(Data provided)

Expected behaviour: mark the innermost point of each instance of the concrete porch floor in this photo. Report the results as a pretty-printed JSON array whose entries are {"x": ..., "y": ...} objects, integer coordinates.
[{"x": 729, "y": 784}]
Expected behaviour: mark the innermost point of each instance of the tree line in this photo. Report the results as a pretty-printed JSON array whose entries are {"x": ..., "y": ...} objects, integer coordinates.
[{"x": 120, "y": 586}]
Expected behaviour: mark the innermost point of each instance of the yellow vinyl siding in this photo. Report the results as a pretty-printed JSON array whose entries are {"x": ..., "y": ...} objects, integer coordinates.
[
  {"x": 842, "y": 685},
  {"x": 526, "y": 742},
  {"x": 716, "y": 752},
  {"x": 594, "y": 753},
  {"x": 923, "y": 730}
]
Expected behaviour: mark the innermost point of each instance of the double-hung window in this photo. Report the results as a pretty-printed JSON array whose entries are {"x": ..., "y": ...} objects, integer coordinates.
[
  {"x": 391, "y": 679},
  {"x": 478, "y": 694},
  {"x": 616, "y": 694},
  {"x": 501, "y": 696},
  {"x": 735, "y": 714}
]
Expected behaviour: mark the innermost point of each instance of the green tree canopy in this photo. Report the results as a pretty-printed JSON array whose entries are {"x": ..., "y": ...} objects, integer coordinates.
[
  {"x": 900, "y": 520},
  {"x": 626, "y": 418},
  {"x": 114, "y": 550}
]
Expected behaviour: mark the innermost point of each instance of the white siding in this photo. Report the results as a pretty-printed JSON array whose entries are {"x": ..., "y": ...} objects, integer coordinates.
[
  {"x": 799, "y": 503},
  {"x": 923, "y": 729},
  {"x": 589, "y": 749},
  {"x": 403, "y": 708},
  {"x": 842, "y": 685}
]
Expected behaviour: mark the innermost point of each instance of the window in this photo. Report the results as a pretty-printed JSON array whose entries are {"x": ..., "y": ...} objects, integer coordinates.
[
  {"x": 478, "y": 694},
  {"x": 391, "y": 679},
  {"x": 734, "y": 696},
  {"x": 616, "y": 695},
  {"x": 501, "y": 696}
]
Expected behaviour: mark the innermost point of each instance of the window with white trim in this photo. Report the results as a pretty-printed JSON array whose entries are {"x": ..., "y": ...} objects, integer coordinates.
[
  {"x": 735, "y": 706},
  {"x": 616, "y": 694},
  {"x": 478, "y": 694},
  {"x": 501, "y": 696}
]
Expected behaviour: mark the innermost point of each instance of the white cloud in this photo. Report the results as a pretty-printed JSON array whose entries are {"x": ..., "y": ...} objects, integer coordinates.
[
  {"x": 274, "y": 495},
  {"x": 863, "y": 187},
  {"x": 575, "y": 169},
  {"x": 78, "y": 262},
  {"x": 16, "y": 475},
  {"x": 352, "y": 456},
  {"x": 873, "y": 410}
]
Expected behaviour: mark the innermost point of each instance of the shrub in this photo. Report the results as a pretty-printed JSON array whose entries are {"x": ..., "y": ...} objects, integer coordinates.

(End Data provided)

## Exercise goal
For every entry above, write out an exact copy.

## Answer area
Expected behaviour: mark the innermost point of each instance of the concrete porch floor in this photo. Report the results as a pretty-printed JSON array whose entries are {"x": ..., "y": ...} objects, integer coordinates.
[{"x": 729, "y": 784}]
Expected behaviour: mark the innermost point of each instance of the tree line in this photo. Report the results as a pretty-printed JSON array whose entries are {"x": ..., "y": ...} objects, integer coordinates.
[{"x": 120, "y": 586}]
Expected behaviour: mark the innermost point of each instance of the yellow vinyl siding in this photo. Report the results as a pretty-printed JSON array whose entries are {"x": ..., "y": ...} objects, integer coordinates.
[
  {"x": 842, "y": 685},
  {"x": 526, "y": 742},
  {"x": 716, "y": 752},
  {"x": 594, "y": 753},
  {"x": 923, "y": 730}
]
Expected behaviour: mark the innermost point of each instance of the double-hung window in this photo. Report the results as a pretty-printed JSON array whose entries are {"x": ..., "y": ...} objects, integer coordinates.
[
  {"x": 391, "y": 679},
  {"x": 478, "y": 694},
  {"x": 616, "y": 694},
  {"x": 501, "y": 696},
  {"x": 735, "y": 714}
]
Expected behaviour: mark the innermost point of each instance of the green tree canopy in this photo. Report the results as a pretty-printed JSON array whose entries are {"x": ..., "y": ...} objects, integer coordinates.
[
  {"x": 900, "y": 520},
  {"x": 626, "y": 418},
  {"x": 114, "y": 550}
]
Expected behaviour: mark the innermost point of each instance of the white siding in this photo. Report the results as a pretty-printed JSON array whose entries are {"x": ..., "y": ...} objects, integer coordinates.
[
  {"x": 799, "y": 503},
  {"x": 923, "y": 729},
  {"x": 589, "y": 749},
  {"x": 403, "y": 708},
  {"x": 842, "y": 685}
]
Expected behaviour: mark the innermost point of each instance of the window in this photo. Report the results as a pretty-printed JSON array whose entries are {"x": ..., "y": ...} objects, integer coordinates.
[
  {"x": 478, "y": 694},
  {"x": 391, "y": 679},
  {"x": 734, "y": 696},
  {"x": 616, "y": 695},
  {"x": 501, "y": 696}
]
Expected behaviour: mark the innermost point of each instance of the window with white trim in this photo. Report the results as a pretty-printed JSON array whose entries are {"x": ..., "y": ...} objects, integer coordinates.
[
  {"x": 735, "y": 706},
  {"x": 616, "y": 694},
  {"x": 478, "y": 694},
  {"x": 501, "y": 696}
]
Expected behaviour: mark the innermost point of each instance of the white cloud in this photo. Report the results as a pretty-printed JSON array whose entries are {"x": ..., "y": ...} objects, integer coordinates.
[
  {"x": 274, "y": 495},
  {"x": 863, "y": 187},
  {"x": 575, "y": 169},
  {"x": 78, "y": 262},
  {"x": 16, "y": 475},
  {"x": 352, "y": 456},
  {"x": 873, "y": 410}
]
Expected behaviour: mark the innermost point of each instance of the shrub in this photo. Report the results as a pretty-printed JSON array whose entries are {"x": ..., "y": ...} objects, integer coordinates.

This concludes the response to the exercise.